++++ Data ++++
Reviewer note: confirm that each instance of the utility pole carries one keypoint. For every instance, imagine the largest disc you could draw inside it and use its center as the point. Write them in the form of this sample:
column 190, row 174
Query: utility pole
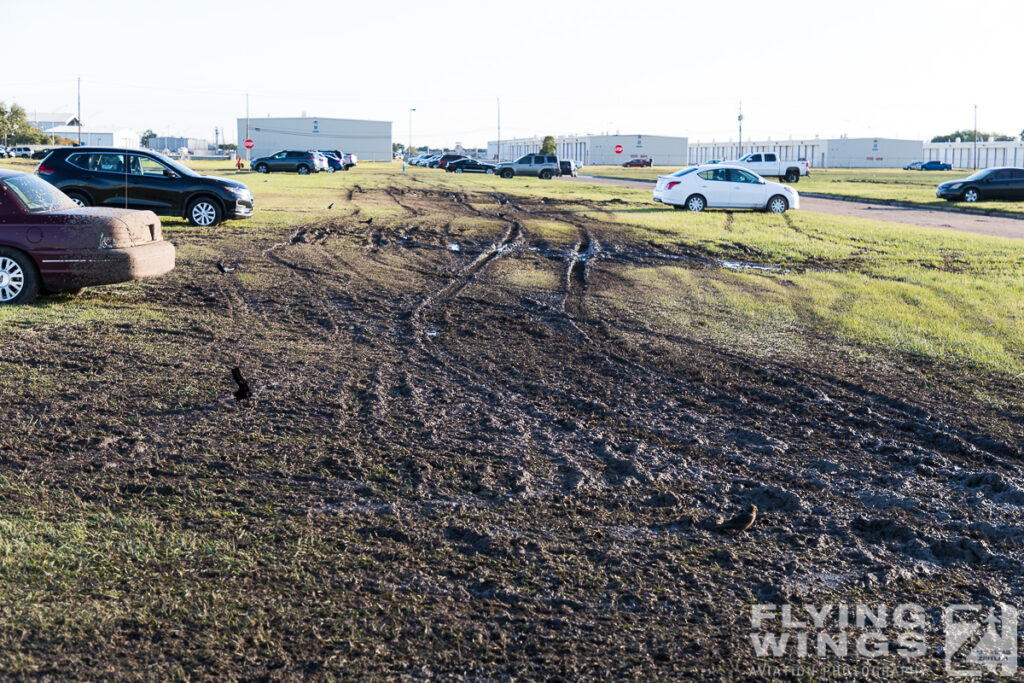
column 740, row 119
column 79, row 121
column 248, row 151
column 408, row 150
column 976, row 137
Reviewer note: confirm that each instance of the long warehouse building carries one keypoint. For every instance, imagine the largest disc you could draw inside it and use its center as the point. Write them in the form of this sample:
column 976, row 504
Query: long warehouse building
column 820, row 153
column 598, row 150
column 369, row 140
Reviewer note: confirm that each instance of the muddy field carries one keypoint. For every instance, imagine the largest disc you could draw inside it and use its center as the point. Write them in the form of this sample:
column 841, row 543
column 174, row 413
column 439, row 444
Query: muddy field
column 472, row 449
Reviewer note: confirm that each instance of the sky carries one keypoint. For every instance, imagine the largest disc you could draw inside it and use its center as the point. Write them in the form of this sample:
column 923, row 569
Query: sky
column 909, row 69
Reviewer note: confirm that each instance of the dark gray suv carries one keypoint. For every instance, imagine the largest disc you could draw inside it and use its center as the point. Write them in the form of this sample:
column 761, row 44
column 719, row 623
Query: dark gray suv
column 541, row 166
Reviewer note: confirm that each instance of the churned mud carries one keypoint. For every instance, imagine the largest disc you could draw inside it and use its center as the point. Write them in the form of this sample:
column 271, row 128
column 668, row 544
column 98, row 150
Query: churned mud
column 469, row 451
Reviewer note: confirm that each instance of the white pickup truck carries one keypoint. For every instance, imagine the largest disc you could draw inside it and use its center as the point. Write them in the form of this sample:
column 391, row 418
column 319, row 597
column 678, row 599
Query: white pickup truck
column 767, row 164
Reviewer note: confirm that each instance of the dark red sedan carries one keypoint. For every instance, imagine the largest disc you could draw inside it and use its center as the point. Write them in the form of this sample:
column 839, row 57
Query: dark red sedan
column 49, row 244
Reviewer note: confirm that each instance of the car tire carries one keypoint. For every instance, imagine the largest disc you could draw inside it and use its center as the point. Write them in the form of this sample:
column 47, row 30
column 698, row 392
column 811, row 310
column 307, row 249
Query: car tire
column 696, row 203
column 79, row 199
column 204, row 212
column 18, row 278
column 777, row 204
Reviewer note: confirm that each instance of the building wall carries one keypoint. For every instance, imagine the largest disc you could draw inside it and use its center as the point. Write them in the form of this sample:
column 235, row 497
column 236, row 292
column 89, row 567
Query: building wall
column 369, row 140
column 834, row 153
column 599, row 150
column 962, row 155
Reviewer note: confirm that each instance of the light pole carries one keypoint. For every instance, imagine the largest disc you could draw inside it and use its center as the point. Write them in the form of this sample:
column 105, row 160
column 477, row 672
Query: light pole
column 976, row 137
column 409, row 148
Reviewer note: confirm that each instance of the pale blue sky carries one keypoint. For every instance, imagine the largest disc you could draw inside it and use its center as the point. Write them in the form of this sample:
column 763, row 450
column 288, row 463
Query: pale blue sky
column 900, row 69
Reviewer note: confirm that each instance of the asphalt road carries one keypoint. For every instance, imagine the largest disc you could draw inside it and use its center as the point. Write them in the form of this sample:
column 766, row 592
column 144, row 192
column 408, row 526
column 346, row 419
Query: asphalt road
column 965, row 222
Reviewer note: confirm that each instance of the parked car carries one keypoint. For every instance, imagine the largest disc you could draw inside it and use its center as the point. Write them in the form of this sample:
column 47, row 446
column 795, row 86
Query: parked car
column 143, row 179
column 302, row 163
column 541, row 166
column 989, row 183
column 466, row 165
column 50, row 244
column 723, row 186
column 347, row 161
column 448, row 159
column 768, row 164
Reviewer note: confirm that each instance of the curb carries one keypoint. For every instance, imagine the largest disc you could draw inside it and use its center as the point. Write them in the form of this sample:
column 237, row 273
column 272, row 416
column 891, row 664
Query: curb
column 920, row 207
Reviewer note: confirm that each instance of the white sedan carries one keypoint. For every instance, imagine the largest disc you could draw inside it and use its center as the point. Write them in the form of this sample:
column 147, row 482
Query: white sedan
column 723, row 186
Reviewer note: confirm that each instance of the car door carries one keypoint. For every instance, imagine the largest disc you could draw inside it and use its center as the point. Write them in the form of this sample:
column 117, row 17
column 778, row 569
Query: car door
column 998, row 185
column 1016, row 190
column 714, row 184
column 153, row 185
column 745, row 190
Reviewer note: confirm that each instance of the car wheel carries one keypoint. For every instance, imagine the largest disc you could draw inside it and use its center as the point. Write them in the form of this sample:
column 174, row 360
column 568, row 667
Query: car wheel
column 79, row 199
column 204, row 212
column 777, row 204
column 18, row 280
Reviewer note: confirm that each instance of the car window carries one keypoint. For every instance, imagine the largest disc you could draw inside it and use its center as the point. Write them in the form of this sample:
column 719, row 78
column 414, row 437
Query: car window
column 37, row 195
column 145, row 166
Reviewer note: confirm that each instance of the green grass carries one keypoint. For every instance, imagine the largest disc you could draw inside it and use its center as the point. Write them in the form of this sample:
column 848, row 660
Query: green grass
column 886, row 184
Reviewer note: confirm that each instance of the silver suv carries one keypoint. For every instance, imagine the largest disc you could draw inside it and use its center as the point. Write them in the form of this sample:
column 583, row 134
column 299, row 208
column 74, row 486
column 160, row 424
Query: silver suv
column 542, row 166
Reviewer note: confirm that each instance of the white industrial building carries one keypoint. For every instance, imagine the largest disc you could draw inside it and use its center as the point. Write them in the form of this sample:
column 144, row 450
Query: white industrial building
column 820, row 153
column 105, row 137
column 962, row 155
column 598, row 150
column 369, row 140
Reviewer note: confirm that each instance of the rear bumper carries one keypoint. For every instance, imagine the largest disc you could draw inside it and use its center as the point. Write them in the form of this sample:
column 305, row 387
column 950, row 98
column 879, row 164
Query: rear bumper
column 72, row 269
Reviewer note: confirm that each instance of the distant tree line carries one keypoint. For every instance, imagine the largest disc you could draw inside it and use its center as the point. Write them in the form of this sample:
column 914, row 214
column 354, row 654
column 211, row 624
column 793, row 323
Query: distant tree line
column 14, row 128
column 968, row 136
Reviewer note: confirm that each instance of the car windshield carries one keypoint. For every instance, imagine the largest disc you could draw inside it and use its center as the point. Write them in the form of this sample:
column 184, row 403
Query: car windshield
column 37, row 195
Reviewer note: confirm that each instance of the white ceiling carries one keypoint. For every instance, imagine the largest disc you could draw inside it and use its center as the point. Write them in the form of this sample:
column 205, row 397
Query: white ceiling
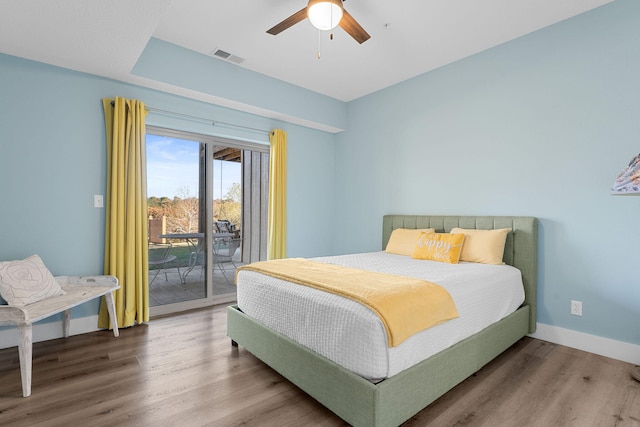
column 408, row 37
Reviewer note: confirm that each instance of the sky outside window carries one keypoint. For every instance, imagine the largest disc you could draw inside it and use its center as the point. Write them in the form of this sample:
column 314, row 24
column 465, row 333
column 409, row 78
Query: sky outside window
column 172, row 169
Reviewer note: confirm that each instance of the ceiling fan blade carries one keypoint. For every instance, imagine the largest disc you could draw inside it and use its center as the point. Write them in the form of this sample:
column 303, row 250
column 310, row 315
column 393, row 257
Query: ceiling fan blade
column 290, row 21
column 352, row 28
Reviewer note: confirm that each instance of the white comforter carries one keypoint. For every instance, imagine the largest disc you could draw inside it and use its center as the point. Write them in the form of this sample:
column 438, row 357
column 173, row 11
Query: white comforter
column 353, row 336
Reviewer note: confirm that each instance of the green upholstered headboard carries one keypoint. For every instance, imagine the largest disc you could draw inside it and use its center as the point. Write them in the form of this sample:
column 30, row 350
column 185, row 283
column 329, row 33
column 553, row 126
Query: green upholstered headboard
column 521, row 249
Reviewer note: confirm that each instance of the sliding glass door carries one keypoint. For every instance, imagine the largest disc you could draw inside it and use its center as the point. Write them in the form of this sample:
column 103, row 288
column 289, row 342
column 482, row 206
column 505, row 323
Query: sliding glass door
column 207, row 204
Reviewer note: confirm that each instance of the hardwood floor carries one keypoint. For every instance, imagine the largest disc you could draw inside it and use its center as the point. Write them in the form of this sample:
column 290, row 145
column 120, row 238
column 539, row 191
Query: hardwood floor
column 182, row 370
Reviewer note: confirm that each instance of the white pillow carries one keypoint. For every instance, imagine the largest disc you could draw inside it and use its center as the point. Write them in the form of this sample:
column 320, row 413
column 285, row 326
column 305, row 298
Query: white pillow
column 27, row 281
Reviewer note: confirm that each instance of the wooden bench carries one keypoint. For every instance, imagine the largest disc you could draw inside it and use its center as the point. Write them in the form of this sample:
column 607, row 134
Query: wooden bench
column 78, row 291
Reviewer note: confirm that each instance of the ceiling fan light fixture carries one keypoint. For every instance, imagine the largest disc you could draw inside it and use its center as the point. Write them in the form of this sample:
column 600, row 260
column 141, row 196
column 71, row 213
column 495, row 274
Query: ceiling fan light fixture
column 325, row 14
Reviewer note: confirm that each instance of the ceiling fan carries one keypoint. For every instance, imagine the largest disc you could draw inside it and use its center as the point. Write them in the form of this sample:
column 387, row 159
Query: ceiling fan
column 325, row 15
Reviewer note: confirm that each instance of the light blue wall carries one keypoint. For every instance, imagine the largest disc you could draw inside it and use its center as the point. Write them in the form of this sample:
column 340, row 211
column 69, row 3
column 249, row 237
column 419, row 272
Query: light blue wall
column 539, row 126
column 53, row 160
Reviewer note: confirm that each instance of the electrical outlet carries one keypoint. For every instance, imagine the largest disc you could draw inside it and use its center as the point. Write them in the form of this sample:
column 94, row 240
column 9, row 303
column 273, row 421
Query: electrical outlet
column 576, row 308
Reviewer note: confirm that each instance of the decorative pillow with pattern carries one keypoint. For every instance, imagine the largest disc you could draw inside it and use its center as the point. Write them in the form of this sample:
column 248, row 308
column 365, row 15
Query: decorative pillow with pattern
column 27, row 281
column 442, row 247
column 403, row 240
column 483, row 246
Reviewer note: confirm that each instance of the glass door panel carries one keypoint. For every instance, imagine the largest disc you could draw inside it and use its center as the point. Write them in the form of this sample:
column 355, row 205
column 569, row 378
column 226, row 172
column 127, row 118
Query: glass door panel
column 227, row 218
column 176, row 201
++++
Reproduce word for word the stretch of the material above that begins with the line containing "Reviewer note: confirm that each instance of the dark gray" and runs through the line containing "column 49, row 244", including both of those lines.

§ **Task response**
Reviewer note: confirm that each instance of the dark gray suv carries one keypoint. For every instance, imagine the largest disc you could draw inside it and use its center as the point. Write them in the form of this sample:
column 761, row 44
column 719, row 623
Query: dark gray suv
column 541, row 166
Reviewer note: confirm that each instance of the churned mud carries one keypoint. For every instance, imagine the largest disc you could draw inside it and use its center as the point. Write them in the form of this sample:
column 271, row 128
column 668, row 544
column 98, row 150
Query: churned mud
column 469, row 451
Reviewer note: confirm that each instance of the white pickup truck carries one keypoint. For every instance, imagine the largest disc you could draw inside it and use its center as the point. Write them in the form of this sample:
column 391, row 418
column 319, row 597
column 678, row 599
Query: white pickup truck
column 767, row 164
Reviewer note: confirm that each instance of the dark red sedan carries one keypoint. For every instance, imagine the largest disc you could draw inside it and use its center as the point. Write them in the form of this sample:
column 839, row 57
Query: dark red sedan
column 49, row 244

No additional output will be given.